▸ **Work to complete**
- a) In the article on Croydon Council, why has the council asked the government for a £134 million loan?
- b) From the article on Croydon Council, copy everything from "This is hardly" down to "could be announced.".

▸ **Excerpt provided**
------------------------------------------------

No More Austerity placard No More Austerity placard. Photo: Jim Aindow

Local councils should be standing up to the Tories, not making their workers and most vulnerable constituents pay, writes Jamal Elaheebocus

Two weeks after Croydon Council issued section 114, effectively declaring itself bankrupt, the predictable but devastating job losses have been announced.

The council has created a “legal bare minimum” plan, which the council says will help fill the £67 million hole in the budget, while keeping essential services running. The council has also approached the government about receiving a £134 million loan to allow the council to stay afloat while it develops its three-year-plan to get the council out of debt and back in a sustainable position.

This is hardly an unreasonable demand from a council which needs to continue to support the large numbers of families in poverty; 30% of children are living in poverty in Croydon. Considering the £16 billion that has gone to defence this week and the billions of pounds the council has been starved of due to austerity, £134 million should easily be given.

However, the council has already started a ruthless second wave of sackings. In August, 400 people lost their jobs and more than 100 further job losses could be announced.

------------------------------------------------

▸ **Record set**
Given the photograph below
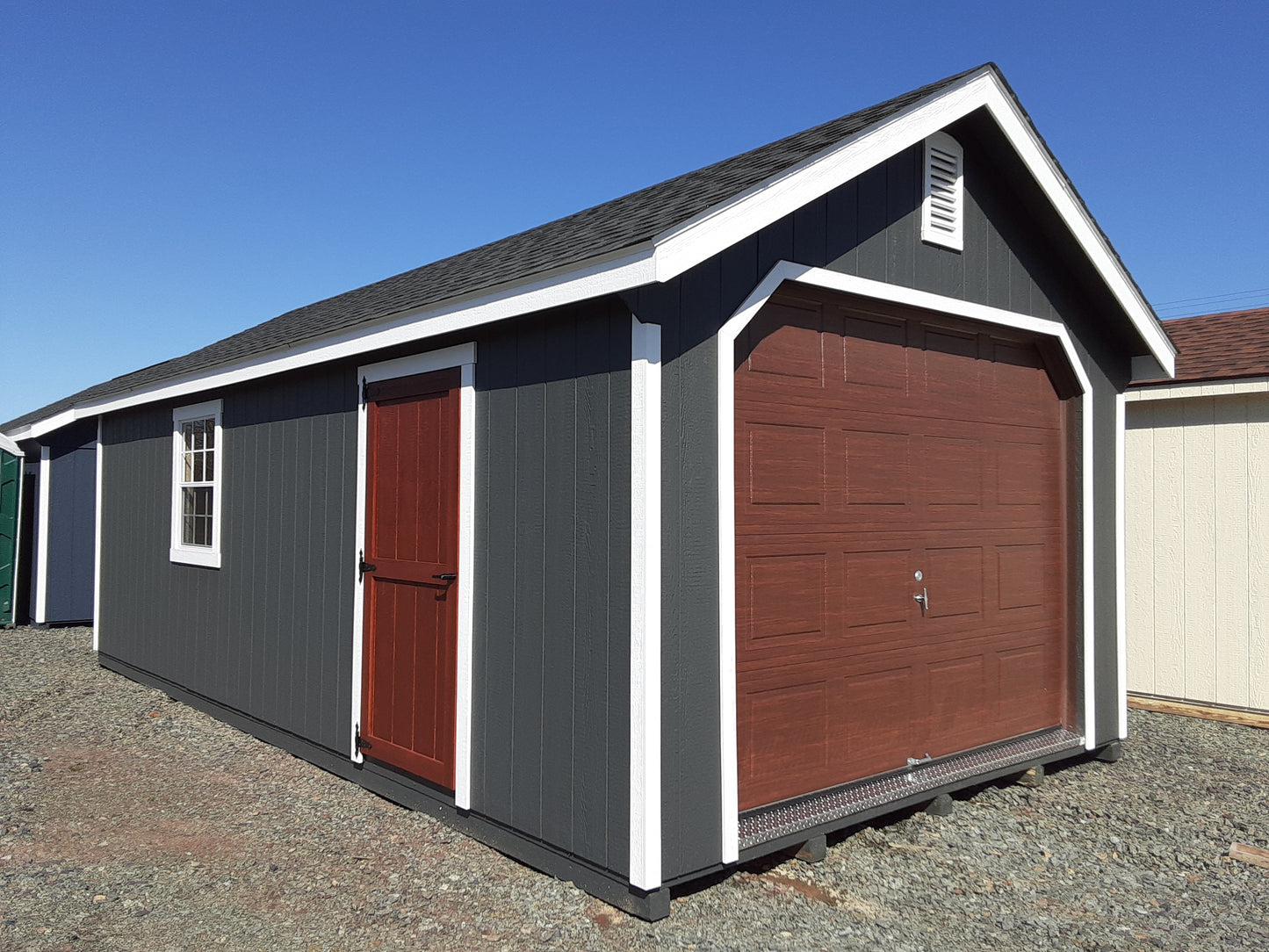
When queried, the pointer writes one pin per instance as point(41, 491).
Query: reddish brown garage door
point(872, 446)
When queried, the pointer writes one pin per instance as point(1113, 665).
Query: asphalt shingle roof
point(1220, 345)
point(621, 224)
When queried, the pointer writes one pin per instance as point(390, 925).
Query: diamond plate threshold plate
point(768, 823)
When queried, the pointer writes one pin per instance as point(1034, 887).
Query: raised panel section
point(775, 727)
point(1020, 576)
point(878, 588)
point(878, 469)
point(957, 690)
point(953, 579)
point(953, 472)
point(873, 354)
point(786, 465)
point(790, 350)
point(786, 599)
point(877, 716)
point(1021, 478)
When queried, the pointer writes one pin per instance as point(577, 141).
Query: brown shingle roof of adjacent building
point(1220, 345)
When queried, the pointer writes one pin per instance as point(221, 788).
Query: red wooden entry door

------------------------------------------------

▸ **Expected responses**
- a) The loan would keep the council afloat while it develops its three-year plan to get out of debt and back to a sustainable position.

- b)
This is hardly an unreasonable demand from a council which needs to continue to support the large numbers of families in poverty; 30% of children are living in poverty in Croydon. Considering the £16 billion that has gone to defence this week and the billions of pounds the council has been starved of due to austerity, £134 million should easily be given.

However, the council has already started a ruthless second wave of sackings. In August, 400 people lost their jobs and more than 100 further job losses could be announced.